CONSIGNE » Recopiez mot pour mot le passage du texte sur la liberté et le désir, en commençant par « Une personne alcoolique » et en allant jusqu'à « pour l’Homme ? ».

Une personne alcoolique est sans cesse animée par son désir de boire et aspire, la plupart du temps, à le réaliser. Elle est libre de choisir si oui ou non, elle va boire. Par conséquent, empêcher cette personne de passer à l’action, la contraindre à ne pas réaliser son désir, peut-être considérée comme une atteinte à sa liberté. Cependant, cette personne est dépendante de son désir, elle en est esclave car il s’impose à elle. Et par conséquent, elle n’est plus libre. Cela supposerait que, pour être libre, il ne faudrait pas réaliser ses désirs. Mais une vie sans désir est-elle supportable pour l’Homme ?

 

En effet, si être libre consiste à agir selon sa propre volonté sans contrainte extérieure, il est naturel de penser que pouvoir réaliser tous ses désirs est synonyme de liberté. Cependant, la plupart de nos désirs s’imposent à nous. Et les satisfaire revient à ne pas lutter, à s’y soumettre et donc à en devenir esclaves. Dès lors, la liberté résulte t-elle de la réalisation de tous ses désirs ou est-elle au contraire menacée par leur totale satisfaction ? En d’autres termes, être libre, est-ce pouvoir réaliser tous ses désirs ?

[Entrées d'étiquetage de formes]
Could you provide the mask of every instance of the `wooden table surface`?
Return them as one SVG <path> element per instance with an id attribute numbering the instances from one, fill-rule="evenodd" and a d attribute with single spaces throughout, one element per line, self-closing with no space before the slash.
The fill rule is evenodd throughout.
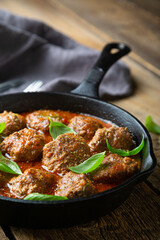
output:
<path id="1" fill-rule="evenodd" d="M 136 89 L 113 103 L 142 123 L 150 114 L 160 124 L 160 2 L 159 0 L 0 0 L 0 8 L 42 20 L 89 47 L 101 49 L 113 40 L 128 43 L 125 57 Z M 58 229 L 0 227 L 6 240 L 160 239 L 160 136 L 151 134 L 158 165 L 146 182 L 105 217 Z"/>

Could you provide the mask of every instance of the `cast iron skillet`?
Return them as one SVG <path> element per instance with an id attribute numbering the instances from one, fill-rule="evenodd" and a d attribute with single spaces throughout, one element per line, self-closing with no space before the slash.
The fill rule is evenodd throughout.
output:
<path id="1" fill-rule="evenodd" d="M 116 49 L 116 53 L 112 53 Z M 146 128 L 127 111 L 98 99 L 98 86 L 109 67 L 130 52 L 122 43 L 108 44 L 88 77 L 72 93 L 18 93 L 0 97 L 0 112 L 27 112 L 36 109 L 61 109 L 91 114 L 119 126 L 127 126 L 137 145 L 145 136 L 142 168 L 119 186 L 89 197 L 67 201 L 24 201 L 0 196 L 0 224 L 25 227 L 68 226 L 105 215 L 118 207 L 131 193 L 134 185 L 145 180 L 156 165 L 150 135 Z M 85 95 L 85 96 L 83 96 Z"/>

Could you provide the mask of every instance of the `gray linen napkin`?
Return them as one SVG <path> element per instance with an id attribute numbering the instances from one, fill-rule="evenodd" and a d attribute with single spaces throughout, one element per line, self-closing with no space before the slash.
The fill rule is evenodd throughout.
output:
<path id="1" fill-rule="evenodd" d="M 21 92 L 34 80 L 42 91 L 69 92 L 85 78 L 99 51 L 85 47 L 46 24 L 0 10 L 0 87 L 20 81 L 0 94 Z M 129 68 L 115 63 L 100 86 L 100 97 L 111 99 L 132 93 Z"/>

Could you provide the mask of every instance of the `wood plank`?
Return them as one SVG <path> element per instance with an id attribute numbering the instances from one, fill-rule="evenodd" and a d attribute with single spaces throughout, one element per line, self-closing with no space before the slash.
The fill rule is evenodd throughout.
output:
<path id="1" fill-rule="evenodd" d="M 18 15 L 44 21 L 58 31 L 86 46 L 101 49 L 107 42 L 115 41 L 107 32 L 102 32 L 57 0 L 5 0 L 0 7 Z M 68 31 L 69 29 L 69 31 Z M 130 44 L 129 44 L 130 45 Z M 157 47 L 158 48 L 158 47 Z M 160 76 L 160 70 L 132 52 L 132 59 Z"/>
<path id="2" fill-rule="evenodd" d="M 132 240 L 158 240 L 160 198 L 142 183 L 120 207 L 97 221 L 61 229 L 12 227 L 11 230 L 16 240 L 126 240 L 131 236 Z"/>
<path id="3" fill-rule="evenodd" d="M 128 43 L 138 55 L 160 67 L 160 54 L 157 51 L 160 47 L 160 4 L 157 0 L 60 2 L 114 39 Z"/>

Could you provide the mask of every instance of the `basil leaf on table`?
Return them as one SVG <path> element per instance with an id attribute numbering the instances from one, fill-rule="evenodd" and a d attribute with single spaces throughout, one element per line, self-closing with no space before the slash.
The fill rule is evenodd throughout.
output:
<path id="1" fill-rule="evenodd" d="M 2 155 L 1 151 L 0 151 L 0 171 L 19 175 L 22 174 L 18 164 L 5 158 Z"/>
<path id="2" fill-rule="evenodd" d="M 140 145 L 131 151 L 129 151 L 129 150 L 125 151 L 122 149 L 116 149 L 116 148 L 111 147 L 108 142 L 108 139 L 106 140 L 106 143 L 107 143 L 107 148 L 111 153 L 117 153 L 118 155 L 120 155 L 122 157 L 133 156 L 133 155 L 136 155 L 137 153 L 139 153 L 142 150 L 142 148 L 144 147 L 144 135 L 142 136 L 142 141 L 141 141 Z"/>
<path id="3" fill-rule="evenodd" d="M 6 126 L 5 122 L 0 123 L 0 134 L 4 131 L 5 126 Z"/>
<path id="4" fill-rule="evenodd" d="M 75 166 L 68 167 L 72 172 L 75 173 L 89 173 L 95 170 L 103 161 L 106 152 L 97 153 L 92 157 L 88 158 L 83 163 Z"/>
<path id="5" fill-rule="evenodd" d="M 32 201 L 60 201 L 60 200 L 67 200 L 67 197 L 63 196 L 55 196 L 55 195 L 47 195 L 47 194 L 40 194 L 40 193 L 31 193 L 27 195 L 24 200 L 32 200 Z"/>
<path id="6" fill-rule="evenodd" d="M 49 118 L 50 126 L 49 126 L 49 133 L 51 136 L 56 139 L 59 135 L 64 133 L 74 133 L 76 132 L 71 128 L 67 127 L 65 124 L 61 122 L 53 122 L 51 118 Z"/>
<path id="7" fill-rule="evenodd" d="M 160 126 L 152 120 L 150 115 L 146 117 L 145 125 L 150 132 L 160 134 Z"/>

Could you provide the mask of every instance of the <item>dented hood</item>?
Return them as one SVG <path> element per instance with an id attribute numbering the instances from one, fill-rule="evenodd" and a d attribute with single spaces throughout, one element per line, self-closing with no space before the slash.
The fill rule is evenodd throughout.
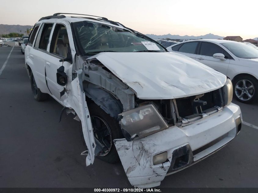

RÉPONSE »
Une personne alcoolique est sans cesse animée par son désir de boire et aspire, la plupart du temps, à le réaliser. Elle est libre de choisir si oui ou non, elle va boire. Par conséquent, empêcher cette personne de passer à l’action, la contraindre à ne pas réaliser son désir, peut-être considérée comme une atteinte à sa liberté. Cependant, cette personne est dépendante de son désir, elle en est esclave car il s’impose à elle. Et par conséquent, elle n’est plus libre. Cela supposerait que, pour être libre, il ne faudrait pas réaliser ses désirs. Mais une vie sans désir est-elle supportable pour l’Homme ?